Location annotation dataset excerpts:
******

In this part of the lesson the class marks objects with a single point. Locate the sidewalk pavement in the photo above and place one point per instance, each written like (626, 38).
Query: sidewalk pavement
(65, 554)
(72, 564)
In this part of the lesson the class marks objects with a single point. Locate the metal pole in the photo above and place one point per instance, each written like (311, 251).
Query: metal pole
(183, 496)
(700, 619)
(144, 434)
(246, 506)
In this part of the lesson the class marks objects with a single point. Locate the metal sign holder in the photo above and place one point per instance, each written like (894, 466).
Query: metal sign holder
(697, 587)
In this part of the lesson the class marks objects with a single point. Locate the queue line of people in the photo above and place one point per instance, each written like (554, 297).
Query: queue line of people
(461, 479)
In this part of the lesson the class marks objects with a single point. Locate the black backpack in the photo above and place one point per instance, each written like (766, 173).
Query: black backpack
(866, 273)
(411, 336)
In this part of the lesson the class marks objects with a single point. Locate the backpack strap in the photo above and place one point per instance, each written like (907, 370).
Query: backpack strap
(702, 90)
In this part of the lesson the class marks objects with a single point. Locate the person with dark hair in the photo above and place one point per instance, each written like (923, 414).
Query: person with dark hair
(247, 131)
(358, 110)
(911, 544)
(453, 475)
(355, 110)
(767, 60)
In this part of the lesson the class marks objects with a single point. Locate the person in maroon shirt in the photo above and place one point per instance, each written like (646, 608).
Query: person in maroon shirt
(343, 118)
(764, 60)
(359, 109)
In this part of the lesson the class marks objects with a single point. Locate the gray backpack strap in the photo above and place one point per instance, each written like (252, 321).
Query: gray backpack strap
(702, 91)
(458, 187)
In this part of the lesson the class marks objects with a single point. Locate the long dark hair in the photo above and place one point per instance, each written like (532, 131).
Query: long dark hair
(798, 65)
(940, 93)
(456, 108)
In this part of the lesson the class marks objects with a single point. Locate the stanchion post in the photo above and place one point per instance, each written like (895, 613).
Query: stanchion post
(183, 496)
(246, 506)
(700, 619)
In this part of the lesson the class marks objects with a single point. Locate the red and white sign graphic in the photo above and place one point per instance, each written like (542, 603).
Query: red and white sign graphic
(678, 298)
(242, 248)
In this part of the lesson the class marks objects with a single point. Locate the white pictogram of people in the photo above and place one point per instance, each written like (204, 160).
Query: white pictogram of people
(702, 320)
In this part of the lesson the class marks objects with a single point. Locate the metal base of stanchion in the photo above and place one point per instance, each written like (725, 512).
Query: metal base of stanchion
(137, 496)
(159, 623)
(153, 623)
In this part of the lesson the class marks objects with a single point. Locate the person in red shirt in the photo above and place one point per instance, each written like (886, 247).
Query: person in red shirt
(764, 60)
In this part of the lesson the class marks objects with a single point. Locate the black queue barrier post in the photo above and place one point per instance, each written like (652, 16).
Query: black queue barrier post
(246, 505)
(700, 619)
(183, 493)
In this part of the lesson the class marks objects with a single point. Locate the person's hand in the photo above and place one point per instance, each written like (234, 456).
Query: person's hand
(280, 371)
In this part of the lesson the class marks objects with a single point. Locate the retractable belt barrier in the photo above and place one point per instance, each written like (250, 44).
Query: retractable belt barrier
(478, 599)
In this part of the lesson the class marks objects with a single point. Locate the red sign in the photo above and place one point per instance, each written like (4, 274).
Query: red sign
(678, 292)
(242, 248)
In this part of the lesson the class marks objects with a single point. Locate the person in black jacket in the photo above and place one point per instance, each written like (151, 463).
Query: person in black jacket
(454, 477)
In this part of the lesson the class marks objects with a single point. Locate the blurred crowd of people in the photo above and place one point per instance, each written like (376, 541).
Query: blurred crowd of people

******

= Given request =
Extract, word for word, each line of the listing above.

= Answer for this exercise =
In this part of the lesson the class marks objects with a single point. Locate the sidewalk pavement in the photo above and place one point per instance, each written like (626, 38).
Query: sidewalk pavement
(65, 554)
(72, 564)
In this part of the lesson the class marks objects with a single point. Locate the metal pole in the photo above and place one point per instance, each written like (311, 251).
Query: metal pole
(183, 496)
(700, 619)
(144, 434)
(246, 506)
In this part of the lesson the class marks objects with a single point. Locate the metal sign holder in the photo above and place one point per instance, each written like (894, 466).
Query: metal sign holder
(697, 587)
In this part of the lesson the class marks objects with a single point. Locate the queue line of people in the photo above and place one point per instance, each written like (554, 297).
Query: queue line of people
(461, 479)
In this part of the lesson the class marks objects with a single point. Locate the black backpack in the photo above and place one point per instance, each written like (766, 173).
Query: black backpack
(866, 273)
(411, 336)
In this part of the lesson the class marks objects with a single point. Locate the backpack strap in the photo above and place one point per instance, each written like (907, 370).
Query: backpack strap
(702, 90)
In this part of the lesson the class marks objects with a single point. Locate the person with dark hair in the photo above and place one point per instance, each written like (923, 414).
Query: person with dark hair
(247, 131)
(358, 110)
(911, 544)
(453, 475)
(355, 110)
(767, 60)
In this part of the lesson the class marks objects with a single point. Locate the person in maroon shirt in the photo above and place one point per instance, each written like (646, 608).
Query: person in maroon shirt
(343, 118)
(764, 60)
(359, 109)
In this part of the lesson the class marks objects with a single point. Locate the gray backpack strap in the photo above and place one point per instance, each written like (252, 321).
Query: gray backpack strap
(702, 91)
(458, 187)
In this part of the lesson the class marks objects with a single point. Locate the long dark hair in the photo above and place one point per instance, each written like (532, 131).
Query: long dark hair
(798, 65)
(940, 93)
(456, 108)
In this part of the lesson the class marks objects with a single point. Locate the stanchion post in the photo above and place one point per instance, each written like (895, 613).
Query: stanchion post
(183, 496)
(246, 506)
(700, 619)
In this part of the lesson the class marks objects with a single point. Locate the red and white sign graphic in the photo above and place one point per instance, each written like (542, 603).
Query: red and white sign graphic
(678, 298)
(242, 248)
In this part of the lesson the class marks objects with a single point. Locate the white pictogram of people in the photo above and place one point per instance, each written like (204, 160).
Query: white pictogram of people
(702, 320)
In this part of the lesson the class marks objects with a single point. Locate the metal base of stanchion in the photo above and place one point per instance, each written like (725, 512).
Query: metal base of stanchion
(137, 496)
(159, 623)
(153, 623)
In this part of the lesson the class marks objects with a single point. Locate the person in red shirt in the photo above and place one point per instance, each written like (886, 247).
Query: person in red shirt
(764, 60)
In this part of the lesson the class marks objects with a single point. Locate the black queue barrier post in the photo above and place one point per instance, each written like (652, 16).
Query: black queue barrier post
(246, 505)
(700, 619)
(183, 493)
In this part of the lesson the class marks objects with a single point. Locate the person's hand in the photo above and place one point per instance, each written like (234, 456).
Query: person's hand
(280, 371)
In this part of the lesson the class marks objects with a single point. Locate the retractable belt barrier in the photo above and place one point per instance, each written like (250, 44).
Query: retractable belt barrier
(478, 599)
In this part of the lesson the class marks objects with a single point. Locate the red sign in the photo above and place one point per instance, each written like (4, 274).
Query: red sign
(678, 292)
(242, 248)
In this part of the lesson the class marks objects with a single point. Locate the person in black jacket in the photo above and place one point per instance, each written like (151, 463).
Query: person in black jacket
(454, 477)
In this part of the lesson the class marks objects with a single point. Locate the blurred crowd of people in the photo above and place one point per instance, each written like (376, 541).
Query: blurred crowd of people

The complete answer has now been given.